▶ **Records to process**:
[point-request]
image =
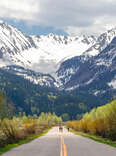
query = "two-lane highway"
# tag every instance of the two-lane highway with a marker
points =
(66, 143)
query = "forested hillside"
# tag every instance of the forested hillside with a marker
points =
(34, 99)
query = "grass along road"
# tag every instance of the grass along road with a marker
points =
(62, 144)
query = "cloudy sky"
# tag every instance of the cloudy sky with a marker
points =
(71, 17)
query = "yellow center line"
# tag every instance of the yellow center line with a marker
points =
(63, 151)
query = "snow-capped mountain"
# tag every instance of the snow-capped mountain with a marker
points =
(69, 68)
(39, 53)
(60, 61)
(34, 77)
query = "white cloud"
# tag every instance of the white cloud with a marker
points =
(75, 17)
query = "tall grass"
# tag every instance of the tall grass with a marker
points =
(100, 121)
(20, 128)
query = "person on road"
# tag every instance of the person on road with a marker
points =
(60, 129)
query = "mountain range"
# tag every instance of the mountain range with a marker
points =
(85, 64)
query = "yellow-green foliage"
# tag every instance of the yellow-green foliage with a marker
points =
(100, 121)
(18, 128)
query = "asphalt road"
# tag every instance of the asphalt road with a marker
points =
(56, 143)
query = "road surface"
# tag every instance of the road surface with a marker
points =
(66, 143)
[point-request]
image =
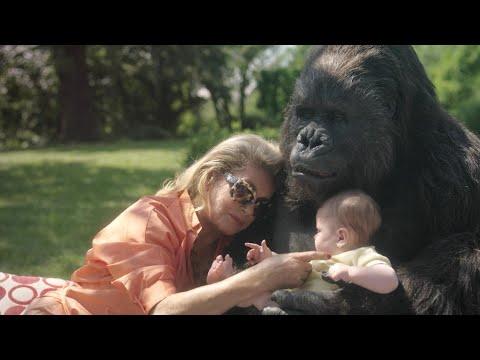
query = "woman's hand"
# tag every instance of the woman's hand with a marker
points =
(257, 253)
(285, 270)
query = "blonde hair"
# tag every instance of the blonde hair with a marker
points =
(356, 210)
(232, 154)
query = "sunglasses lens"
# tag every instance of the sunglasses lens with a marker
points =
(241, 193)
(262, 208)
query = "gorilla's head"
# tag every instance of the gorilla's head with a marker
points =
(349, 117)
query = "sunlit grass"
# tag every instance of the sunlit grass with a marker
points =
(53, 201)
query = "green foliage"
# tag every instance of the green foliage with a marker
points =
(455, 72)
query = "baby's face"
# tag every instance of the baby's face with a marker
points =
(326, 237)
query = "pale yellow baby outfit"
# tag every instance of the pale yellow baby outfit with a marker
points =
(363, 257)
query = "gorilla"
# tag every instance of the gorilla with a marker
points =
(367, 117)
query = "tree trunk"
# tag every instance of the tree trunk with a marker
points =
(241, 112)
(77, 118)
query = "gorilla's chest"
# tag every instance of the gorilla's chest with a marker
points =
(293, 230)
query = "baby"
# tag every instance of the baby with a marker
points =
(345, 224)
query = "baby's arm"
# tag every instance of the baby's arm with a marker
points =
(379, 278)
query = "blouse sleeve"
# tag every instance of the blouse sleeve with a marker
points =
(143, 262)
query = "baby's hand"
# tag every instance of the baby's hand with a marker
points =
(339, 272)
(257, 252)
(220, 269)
==
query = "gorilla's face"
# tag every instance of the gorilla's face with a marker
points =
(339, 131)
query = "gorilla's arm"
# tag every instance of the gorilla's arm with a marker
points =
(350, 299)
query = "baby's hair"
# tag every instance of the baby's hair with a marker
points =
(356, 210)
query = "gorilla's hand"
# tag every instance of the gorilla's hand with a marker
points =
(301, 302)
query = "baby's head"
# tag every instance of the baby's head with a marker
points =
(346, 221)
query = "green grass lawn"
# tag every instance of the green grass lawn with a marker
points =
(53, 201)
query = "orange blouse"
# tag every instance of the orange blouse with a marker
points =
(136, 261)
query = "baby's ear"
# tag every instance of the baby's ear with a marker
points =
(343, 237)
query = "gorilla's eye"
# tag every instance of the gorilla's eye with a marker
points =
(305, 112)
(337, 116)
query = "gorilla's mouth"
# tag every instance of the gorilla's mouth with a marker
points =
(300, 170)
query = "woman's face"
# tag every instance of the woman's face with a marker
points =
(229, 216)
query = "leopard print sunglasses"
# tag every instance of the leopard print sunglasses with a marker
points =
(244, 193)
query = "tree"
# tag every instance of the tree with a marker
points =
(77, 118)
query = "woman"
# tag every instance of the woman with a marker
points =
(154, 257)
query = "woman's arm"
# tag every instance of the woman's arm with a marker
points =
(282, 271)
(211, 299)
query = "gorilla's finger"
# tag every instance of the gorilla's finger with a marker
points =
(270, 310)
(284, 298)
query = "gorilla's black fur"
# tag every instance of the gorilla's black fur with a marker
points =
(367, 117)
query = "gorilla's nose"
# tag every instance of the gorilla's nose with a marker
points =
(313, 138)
==
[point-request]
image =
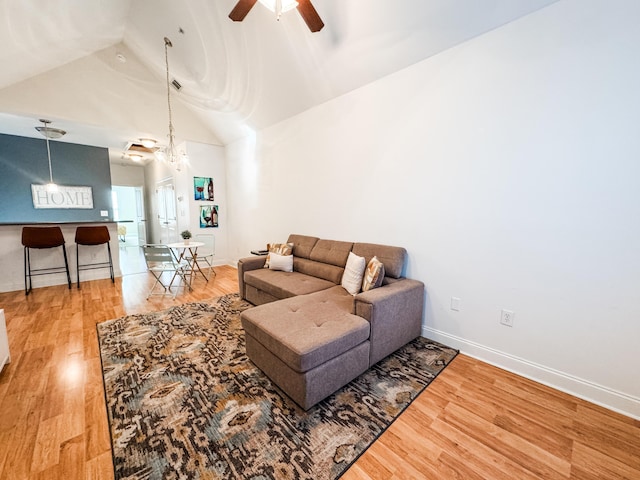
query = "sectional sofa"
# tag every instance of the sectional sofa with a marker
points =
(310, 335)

▶ **Task description**: Copy each line containing the word "print" from the data.

▶ **Solution for this exercise**:
query = "leopard print sunglasses"
# tag every instance of the leopard print sunglasses with a marker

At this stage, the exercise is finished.